[BEGIN Extracted text]

One of the key uses of Pig is data transformation. You can define a new relation based on the fields of an existing relation using the FOREACH command. Define a new relation C, which will contain only the symbol, date and close fields from relation B.
Now the complete code is:
STOCK_A = LOAD 'NYSE_daily_prices_A.csv' using PigStorage(',') AS (exchange:chararray, symbol:chararray, date:chararray, open:float, high:float, low:float, close:float, volume:int, adj_close:float); B = LIMIT STOCK_A 100; C = FOREACH B GENERATE symbol, date, close; DESCRIBE C;
Save and execute the script and your output will look like the following:
Step 9: Store relationship data into a HDFS File
In this step, you will use the STORE command to output a relation into a new file in HDFS. Enter the following command to output the C relation to a folder named output/C (then save and execute):
STORE C INTO 'output/C';
Again, this requires a MapReduce job (just like the DUMP command), so you will need to wait a minute for the job to complete.
Once the job is finished, go to File Browser and look for a newly created folder called “output”:
Click on “output” folder. You will find a subfolder named “C”.

[END Extracted text]

Write the next part of the Pig tutorial, picking up after its last sentence about the "C" subfolder.

[BEGIN Records provided]

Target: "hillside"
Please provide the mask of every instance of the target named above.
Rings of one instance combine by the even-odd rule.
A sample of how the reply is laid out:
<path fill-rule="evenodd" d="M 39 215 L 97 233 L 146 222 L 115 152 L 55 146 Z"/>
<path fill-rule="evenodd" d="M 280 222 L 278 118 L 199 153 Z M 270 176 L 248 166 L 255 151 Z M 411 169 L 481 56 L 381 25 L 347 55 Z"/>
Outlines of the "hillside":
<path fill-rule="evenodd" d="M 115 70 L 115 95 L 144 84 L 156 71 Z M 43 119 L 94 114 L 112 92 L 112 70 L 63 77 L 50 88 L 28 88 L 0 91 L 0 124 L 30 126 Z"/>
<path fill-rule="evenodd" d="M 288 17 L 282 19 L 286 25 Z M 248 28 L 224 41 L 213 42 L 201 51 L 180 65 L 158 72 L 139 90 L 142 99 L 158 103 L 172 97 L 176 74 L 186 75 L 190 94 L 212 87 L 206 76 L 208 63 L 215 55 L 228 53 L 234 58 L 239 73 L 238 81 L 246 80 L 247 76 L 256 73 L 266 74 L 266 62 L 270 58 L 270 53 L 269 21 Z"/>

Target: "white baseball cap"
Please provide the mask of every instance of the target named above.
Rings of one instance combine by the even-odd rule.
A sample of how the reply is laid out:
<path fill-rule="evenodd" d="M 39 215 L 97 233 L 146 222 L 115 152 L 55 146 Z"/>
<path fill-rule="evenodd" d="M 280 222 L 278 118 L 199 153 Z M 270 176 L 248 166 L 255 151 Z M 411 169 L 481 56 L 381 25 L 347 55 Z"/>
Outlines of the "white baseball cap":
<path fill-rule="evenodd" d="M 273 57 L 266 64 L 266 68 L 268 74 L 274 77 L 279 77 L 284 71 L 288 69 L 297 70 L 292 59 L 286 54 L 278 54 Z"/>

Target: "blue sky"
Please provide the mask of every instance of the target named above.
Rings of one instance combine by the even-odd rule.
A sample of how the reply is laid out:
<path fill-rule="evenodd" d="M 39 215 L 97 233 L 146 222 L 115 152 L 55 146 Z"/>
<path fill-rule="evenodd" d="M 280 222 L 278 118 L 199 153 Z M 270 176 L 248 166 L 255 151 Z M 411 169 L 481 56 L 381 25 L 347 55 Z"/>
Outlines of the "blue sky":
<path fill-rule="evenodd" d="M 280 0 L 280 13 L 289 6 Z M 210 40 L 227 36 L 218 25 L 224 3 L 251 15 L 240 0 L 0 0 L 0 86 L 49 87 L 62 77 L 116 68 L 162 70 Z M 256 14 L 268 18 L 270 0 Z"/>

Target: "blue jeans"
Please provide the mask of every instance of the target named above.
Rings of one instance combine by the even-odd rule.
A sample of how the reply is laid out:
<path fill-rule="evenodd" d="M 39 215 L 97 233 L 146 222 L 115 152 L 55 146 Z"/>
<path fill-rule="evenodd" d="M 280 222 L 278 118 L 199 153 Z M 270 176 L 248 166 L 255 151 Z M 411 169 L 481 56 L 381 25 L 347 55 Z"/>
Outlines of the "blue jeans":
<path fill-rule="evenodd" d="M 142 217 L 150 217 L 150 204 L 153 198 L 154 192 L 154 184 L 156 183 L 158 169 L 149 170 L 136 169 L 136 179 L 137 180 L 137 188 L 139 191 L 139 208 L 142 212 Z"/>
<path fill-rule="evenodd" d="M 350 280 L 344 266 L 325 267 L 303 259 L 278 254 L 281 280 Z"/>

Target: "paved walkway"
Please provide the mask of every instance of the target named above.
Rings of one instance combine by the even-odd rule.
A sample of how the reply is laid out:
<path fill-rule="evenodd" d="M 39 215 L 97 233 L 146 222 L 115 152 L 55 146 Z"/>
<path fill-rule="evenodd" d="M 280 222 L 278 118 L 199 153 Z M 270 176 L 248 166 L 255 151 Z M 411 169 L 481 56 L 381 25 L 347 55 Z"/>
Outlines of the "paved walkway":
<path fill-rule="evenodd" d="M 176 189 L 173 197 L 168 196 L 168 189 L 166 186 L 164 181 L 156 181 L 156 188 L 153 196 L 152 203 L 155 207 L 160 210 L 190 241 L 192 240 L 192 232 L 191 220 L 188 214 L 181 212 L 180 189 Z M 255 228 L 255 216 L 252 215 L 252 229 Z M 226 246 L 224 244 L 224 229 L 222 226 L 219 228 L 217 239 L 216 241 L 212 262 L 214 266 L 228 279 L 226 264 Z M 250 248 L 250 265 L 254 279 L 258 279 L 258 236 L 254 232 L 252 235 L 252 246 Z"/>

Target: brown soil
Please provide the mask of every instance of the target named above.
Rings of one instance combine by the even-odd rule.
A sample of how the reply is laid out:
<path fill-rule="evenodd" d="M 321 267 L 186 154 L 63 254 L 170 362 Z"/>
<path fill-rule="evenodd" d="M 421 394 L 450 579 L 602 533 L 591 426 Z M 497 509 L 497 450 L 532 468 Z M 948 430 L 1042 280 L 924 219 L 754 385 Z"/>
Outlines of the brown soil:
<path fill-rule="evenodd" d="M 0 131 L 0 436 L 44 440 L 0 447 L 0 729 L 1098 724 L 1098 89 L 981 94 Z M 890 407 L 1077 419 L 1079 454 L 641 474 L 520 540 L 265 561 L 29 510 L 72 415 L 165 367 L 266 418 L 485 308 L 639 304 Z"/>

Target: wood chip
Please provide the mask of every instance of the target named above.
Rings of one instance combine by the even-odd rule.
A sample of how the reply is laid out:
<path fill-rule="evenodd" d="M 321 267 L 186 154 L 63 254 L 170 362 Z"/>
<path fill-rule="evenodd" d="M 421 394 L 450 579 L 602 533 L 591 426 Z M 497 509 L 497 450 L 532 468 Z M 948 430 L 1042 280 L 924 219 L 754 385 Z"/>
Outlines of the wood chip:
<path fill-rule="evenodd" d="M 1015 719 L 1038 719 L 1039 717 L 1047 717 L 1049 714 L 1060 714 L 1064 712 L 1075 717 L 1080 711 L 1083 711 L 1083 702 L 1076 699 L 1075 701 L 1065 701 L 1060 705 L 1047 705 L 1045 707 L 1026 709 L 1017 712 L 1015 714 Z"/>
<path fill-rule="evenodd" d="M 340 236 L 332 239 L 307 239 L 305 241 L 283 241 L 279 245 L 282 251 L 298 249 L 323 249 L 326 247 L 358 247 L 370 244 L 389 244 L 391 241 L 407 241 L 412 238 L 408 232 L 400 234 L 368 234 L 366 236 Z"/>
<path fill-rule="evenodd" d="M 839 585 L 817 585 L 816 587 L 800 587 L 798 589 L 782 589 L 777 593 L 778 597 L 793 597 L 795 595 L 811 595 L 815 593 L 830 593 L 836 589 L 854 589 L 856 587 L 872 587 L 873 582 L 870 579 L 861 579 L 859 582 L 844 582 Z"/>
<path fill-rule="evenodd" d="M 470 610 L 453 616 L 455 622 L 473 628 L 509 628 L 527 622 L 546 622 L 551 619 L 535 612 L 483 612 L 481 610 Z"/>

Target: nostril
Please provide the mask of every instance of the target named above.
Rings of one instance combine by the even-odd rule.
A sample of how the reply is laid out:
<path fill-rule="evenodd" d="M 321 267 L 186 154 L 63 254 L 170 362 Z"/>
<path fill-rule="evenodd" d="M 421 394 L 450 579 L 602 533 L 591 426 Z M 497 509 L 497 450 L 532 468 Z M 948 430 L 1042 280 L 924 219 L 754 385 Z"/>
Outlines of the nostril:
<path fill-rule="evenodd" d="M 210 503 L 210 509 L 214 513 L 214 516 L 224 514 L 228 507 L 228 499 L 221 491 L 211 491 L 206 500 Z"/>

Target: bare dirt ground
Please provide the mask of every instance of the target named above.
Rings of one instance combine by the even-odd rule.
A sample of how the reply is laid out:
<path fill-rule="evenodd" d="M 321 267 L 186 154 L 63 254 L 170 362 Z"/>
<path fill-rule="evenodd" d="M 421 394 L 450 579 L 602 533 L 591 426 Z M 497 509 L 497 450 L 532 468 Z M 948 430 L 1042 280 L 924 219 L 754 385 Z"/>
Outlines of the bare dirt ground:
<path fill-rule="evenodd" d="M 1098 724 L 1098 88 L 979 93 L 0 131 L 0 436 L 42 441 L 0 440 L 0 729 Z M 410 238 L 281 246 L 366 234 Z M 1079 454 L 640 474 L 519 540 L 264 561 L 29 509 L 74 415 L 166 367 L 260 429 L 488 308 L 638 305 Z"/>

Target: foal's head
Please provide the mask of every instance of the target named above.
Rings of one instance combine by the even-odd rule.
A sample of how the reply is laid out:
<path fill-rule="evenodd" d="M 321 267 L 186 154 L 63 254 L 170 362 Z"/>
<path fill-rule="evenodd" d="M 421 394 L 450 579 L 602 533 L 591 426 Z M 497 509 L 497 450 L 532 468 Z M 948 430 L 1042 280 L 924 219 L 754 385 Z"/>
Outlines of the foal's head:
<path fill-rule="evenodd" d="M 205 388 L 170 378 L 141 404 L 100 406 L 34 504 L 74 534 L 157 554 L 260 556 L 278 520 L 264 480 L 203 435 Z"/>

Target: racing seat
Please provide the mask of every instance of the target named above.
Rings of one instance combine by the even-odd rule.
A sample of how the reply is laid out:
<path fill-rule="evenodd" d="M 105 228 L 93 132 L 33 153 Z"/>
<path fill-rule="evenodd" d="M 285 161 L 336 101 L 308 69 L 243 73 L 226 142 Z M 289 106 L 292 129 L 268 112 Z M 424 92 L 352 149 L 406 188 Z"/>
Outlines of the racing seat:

[END Records provided]

— Exercise result —
Click on “C” folder. You will see an output file called “part-r-00000″:
Click on the file “part-r-00000″. It will show data stored in the file:
Step 10: Perform a join between 2 relations
In this step, you will perform a join on two NYSE data sets: the daily prices and the dividend prices. Dividends prices are shown for the quarter, while stock prices are represented on a daily basis.
You have already defined a relation for the stocks named STOCK_A. Create a new Pig script named “Pig-Join”. Then define a new relation named DIV_A that represents the dividends for stocks that start with an “A”, then join A and B by both the symbol and date and describe the schema of the new relation C.
The complete code will be:
STOCK_A = LOAD 'NYSE_daily_prices_A.csv' using PigStorage(',') AS (exchange:chararray, symbol:chararray, date:chararray, open:float, high:float, low:float, close:float, volume:int, adj_close:float); DIV_A = LOAD 'NYSE_dividends_A.csv' using PigStorage(',') AS (exchange:chararray, symbol:chararray, date:chararray, dividend:float); C = JOIN STOCK_A BY (symbol, date), DIV_A BY (symbol, date); DESCRIBE C;
Save the script and execute it. Notice C contains all the fields of both STOCK_A and DIV_A. You can use the DUMP command to see the data stored in the relation C:
Step 11: Sort the data using “ORDER BY”
Use the ORDER BY command to sort a relation by one or more of its fields. Create a new Pig script named “Pig-sort” and enter the following commands to sort the dividends by symbol then date in ascending order:
DIV_A = LOAD 'NYSE_dividends_A.csv' using PigStorage(',') AS (exchange:chararray, symbol:chararray, date:chararray, dividend:float); B = ORDER DIV_A BY symbol, date asc; DUMP B;
Save and execute the script. Your output should be sorted as shown here:
Step 12: Filter and Group the data using “GROUP BY”
The GROUP command allows you to group a relation by one of its fields. Create a new Pig script named “Pig-group”. Then, enter the following commands, which group the DIV_A relation by the dividend price for the “AZZ” stock.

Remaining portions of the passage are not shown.